Work instructions:
A single number is required: how many lines below include the string "black".

━━━━

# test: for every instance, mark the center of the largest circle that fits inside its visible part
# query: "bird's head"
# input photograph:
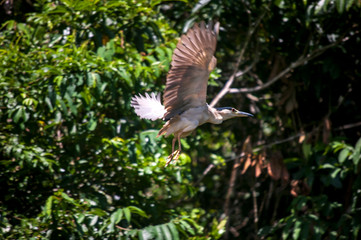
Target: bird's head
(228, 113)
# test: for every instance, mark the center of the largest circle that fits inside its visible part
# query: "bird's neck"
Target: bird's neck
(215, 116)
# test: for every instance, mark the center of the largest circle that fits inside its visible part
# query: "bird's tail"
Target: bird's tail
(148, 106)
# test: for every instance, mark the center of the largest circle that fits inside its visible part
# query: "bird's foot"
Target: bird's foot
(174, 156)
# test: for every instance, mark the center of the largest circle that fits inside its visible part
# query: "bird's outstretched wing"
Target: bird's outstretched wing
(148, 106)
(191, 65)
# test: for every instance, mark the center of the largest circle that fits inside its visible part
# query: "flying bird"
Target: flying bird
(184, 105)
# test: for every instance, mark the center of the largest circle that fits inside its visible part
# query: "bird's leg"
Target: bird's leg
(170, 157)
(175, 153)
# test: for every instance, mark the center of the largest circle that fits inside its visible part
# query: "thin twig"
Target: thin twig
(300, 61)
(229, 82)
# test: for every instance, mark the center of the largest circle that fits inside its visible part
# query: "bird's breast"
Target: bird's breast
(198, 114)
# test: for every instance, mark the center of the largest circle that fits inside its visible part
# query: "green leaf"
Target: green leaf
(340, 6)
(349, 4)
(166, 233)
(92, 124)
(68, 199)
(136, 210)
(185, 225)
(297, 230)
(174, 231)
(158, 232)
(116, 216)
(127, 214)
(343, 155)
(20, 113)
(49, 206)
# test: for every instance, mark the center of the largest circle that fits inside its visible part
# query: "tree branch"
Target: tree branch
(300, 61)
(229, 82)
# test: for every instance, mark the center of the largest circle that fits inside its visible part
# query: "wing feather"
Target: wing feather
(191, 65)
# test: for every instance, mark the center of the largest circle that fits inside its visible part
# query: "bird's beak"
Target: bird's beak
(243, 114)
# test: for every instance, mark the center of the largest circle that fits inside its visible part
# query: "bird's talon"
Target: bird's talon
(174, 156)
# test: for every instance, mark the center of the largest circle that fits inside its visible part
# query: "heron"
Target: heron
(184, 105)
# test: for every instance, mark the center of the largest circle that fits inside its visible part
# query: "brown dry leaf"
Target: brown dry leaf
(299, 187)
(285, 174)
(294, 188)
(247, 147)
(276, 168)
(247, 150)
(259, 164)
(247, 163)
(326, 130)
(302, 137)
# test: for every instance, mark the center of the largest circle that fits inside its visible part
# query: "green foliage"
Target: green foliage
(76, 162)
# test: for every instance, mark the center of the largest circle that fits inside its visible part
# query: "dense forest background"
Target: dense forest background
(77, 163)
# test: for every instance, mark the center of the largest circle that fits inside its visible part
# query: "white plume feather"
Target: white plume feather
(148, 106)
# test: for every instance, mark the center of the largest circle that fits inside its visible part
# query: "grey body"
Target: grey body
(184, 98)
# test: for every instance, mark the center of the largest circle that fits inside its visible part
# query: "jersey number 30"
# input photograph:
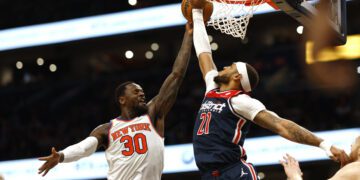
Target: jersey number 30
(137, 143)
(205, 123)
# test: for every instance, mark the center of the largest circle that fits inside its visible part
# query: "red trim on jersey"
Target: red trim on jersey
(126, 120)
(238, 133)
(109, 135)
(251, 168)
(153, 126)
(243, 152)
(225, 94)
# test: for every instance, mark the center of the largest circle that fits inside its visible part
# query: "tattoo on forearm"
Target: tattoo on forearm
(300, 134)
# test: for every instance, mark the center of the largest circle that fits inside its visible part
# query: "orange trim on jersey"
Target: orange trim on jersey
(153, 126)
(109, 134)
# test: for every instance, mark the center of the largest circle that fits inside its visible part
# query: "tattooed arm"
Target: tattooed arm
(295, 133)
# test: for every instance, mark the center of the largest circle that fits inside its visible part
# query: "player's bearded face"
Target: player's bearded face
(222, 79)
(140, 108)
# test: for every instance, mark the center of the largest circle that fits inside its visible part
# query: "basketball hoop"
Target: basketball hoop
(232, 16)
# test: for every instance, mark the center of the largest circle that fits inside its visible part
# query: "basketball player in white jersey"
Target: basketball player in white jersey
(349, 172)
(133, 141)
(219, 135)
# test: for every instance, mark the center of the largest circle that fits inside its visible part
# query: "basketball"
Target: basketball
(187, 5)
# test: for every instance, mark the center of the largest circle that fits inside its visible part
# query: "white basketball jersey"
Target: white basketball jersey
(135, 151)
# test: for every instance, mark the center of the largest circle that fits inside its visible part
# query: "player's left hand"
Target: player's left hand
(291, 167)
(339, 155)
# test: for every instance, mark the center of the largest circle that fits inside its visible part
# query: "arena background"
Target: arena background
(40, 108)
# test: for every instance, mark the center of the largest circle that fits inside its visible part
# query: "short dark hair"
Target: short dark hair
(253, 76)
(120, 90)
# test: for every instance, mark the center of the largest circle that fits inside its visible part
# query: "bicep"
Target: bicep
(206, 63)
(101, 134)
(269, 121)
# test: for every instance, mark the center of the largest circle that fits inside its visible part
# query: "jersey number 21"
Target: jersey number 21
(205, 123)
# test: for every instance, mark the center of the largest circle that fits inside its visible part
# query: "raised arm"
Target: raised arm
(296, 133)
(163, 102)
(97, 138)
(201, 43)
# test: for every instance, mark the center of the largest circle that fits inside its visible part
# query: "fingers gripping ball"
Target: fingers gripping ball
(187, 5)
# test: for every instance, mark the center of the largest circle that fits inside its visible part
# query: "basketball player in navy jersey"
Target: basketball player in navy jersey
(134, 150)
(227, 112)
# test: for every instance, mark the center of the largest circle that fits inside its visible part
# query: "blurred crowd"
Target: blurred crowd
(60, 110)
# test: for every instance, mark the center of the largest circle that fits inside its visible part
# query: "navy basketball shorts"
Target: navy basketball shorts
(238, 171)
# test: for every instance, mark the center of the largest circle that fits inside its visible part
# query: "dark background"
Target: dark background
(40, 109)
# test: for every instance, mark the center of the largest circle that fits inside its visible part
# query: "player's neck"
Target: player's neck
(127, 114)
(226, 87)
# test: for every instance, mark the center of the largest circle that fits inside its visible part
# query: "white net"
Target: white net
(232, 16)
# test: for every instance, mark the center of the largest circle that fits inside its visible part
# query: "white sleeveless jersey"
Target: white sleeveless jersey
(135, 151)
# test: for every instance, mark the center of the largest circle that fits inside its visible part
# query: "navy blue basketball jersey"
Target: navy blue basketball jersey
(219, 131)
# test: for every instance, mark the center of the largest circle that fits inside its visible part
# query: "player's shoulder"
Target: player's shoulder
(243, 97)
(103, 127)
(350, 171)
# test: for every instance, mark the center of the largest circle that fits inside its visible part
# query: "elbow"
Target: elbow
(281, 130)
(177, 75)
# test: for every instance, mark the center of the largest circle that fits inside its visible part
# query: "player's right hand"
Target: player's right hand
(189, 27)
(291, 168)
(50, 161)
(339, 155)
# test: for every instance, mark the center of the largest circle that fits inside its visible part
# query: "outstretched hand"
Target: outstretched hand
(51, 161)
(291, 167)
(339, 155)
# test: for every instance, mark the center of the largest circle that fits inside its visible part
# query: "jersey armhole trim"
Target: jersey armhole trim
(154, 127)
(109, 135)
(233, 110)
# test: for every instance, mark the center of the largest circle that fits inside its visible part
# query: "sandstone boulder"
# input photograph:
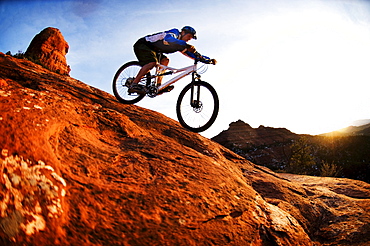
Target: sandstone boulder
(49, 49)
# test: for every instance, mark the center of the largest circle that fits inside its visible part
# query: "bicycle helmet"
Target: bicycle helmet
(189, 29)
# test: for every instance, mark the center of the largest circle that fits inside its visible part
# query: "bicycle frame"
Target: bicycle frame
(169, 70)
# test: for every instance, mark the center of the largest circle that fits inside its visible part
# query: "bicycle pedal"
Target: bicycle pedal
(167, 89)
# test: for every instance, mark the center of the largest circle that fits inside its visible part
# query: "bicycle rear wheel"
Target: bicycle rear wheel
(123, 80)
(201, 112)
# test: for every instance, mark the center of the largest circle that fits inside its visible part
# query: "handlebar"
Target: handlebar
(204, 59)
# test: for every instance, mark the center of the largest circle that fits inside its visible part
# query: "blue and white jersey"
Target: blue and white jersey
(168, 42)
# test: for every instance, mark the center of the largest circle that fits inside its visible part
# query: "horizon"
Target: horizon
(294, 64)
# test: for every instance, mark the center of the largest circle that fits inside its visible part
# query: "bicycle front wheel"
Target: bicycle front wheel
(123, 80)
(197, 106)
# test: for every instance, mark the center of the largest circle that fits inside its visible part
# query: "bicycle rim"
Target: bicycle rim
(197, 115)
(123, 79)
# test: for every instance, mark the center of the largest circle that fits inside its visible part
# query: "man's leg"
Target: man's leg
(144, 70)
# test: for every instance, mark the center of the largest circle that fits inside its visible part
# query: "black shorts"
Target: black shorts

━━━━

Answer:
2